Recorded data:
************

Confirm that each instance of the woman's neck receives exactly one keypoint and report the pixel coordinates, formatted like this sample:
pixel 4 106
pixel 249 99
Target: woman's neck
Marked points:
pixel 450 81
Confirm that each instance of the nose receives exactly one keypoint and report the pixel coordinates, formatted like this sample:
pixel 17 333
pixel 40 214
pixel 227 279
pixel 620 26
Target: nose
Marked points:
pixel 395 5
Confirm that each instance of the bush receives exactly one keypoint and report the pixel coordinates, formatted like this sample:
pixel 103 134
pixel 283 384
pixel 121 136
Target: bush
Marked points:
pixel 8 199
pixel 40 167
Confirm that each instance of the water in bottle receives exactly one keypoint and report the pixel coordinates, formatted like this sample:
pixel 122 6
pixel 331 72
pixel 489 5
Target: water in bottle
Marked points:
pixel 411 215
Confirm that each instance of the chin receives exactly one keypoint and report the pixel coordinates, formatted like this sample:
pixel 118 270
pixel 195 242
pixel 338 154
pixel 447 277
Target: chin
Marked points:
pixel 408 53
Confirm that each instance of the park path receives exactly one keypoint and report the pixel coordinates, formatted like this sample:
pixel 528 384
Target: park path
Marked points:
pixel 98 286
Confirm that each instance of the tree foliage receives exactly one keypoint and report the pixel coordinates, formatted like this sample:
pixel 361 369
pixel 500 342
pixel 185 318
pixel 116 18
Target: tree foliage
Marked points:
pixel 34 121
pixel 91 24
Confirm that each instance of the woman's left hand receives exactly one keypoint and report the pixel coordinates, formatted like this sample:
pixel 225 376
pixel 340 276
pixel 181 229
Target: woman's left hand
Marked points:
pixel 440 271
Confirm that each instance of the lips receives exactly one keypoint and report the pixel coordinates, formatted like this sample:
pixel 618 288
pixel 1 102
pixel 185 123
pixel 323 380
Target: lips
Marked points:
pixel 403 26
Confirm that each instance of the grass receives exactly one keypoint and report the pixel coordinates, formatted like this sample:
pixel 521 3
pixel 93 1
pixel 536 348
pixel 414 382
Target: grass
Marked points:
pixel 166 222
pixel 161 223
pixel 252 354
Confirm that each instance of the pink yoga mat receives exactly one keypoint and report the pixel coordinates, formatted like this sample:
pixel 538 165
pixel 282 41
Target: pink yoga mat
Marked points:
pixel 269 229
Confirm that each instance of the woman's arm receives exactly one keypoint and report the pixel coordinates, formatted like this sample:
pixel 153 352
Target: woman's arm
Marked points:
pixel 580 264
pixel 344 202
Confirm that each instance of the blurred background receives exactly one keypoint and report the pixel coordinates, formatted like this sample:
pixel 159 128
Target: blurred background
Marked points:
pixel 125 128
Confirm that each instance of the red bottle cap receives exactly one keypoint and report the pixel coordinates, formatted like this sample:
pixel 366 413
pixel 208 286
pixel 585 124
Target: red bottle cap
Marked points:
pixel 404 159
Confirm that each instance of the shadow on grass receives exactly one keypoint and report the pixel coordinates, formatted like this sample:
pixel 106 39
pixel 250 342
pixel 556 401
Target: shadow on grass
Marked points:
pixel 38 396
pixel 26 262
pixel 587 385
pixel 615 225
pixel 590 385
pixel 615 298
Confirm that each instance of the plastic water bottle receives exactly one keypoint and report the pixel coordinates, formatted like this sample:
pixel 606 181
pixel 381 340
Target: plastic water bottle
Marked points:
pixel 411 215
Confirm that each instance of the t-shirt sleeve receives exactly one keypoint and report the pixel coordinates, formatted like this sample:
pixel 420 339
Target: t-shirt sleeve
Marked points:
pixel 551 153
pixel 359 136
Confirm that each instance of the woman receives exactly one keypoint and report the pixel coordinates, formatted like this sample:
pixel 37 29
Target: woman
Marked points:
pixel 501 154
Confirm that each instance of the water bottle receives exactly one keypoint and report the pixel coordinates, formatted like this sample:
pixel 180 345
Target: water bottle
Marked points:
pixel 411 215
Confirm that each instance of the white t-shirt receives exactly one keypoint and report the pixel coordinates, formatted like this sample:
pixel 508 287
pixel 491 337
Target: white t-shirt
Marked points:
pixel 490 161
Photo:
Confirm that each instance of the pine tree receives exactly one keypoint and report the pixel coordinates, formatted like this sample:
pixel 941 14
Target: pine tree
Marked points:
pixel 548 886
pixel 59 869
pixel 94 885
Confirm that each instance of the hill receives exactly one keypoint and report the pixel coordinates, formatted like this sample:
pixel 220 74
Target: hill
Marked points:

************

Task to complete:
Copy the rows verbatim, starting from the line with "Confirm that each instance of the park" up to and including the line with "pixel 269 229".

Result of the task:
Confirm that each instance of the park path receives exactly one keypoint and report the pixel coordinates, formatted like this sample:
pixel 528 384
Target: park path
Marked points:
pixel 98 286
Confirm that each instance of the tree foliage receives exactly one keypoint and report the pixel coordinates, formatted like this sample:
pixel 361 369
pixel 500 342
pixel 185 318
pixel 116 18
Target: tree foliage
Marked points:
pixel 34 121
pixel 91 24
Confirm that each instance of the woman's left hand receives exactly one keypoint and report the pixel coordinates, formatted like this sample:
pixel 225 376
pixel 340 276
pixel 181 229
Target: woman's left hand
Marked points:
pixel 440 271
Confirm that each instance of the lips receives exactly one keypoint and report the pixel coordinates, formatted like this sample:
pixel 618 288
pixel 1 102
pixel 185 123
pixel 323 380
Target: lips
Marked points:
pixel 403 26
Confirm that each instance of the grass receives exactly one keypoint and report the pixel coordinates, formatted like this sample:
pixel 521 3
pixel 93 1
pixel 536 348
pixel 414 382
Target: grass
Marked points:
pixel 166 222
pixel 161 223
pixel 252 354
Confirm that each instance of the pink yoga mat receives exactly one keypoint and report the pixel coordinates, formatted like this sample:
pixel 538 165
pixel 282 41
Target: pink yoga mat
Marked points:
pixel 269 229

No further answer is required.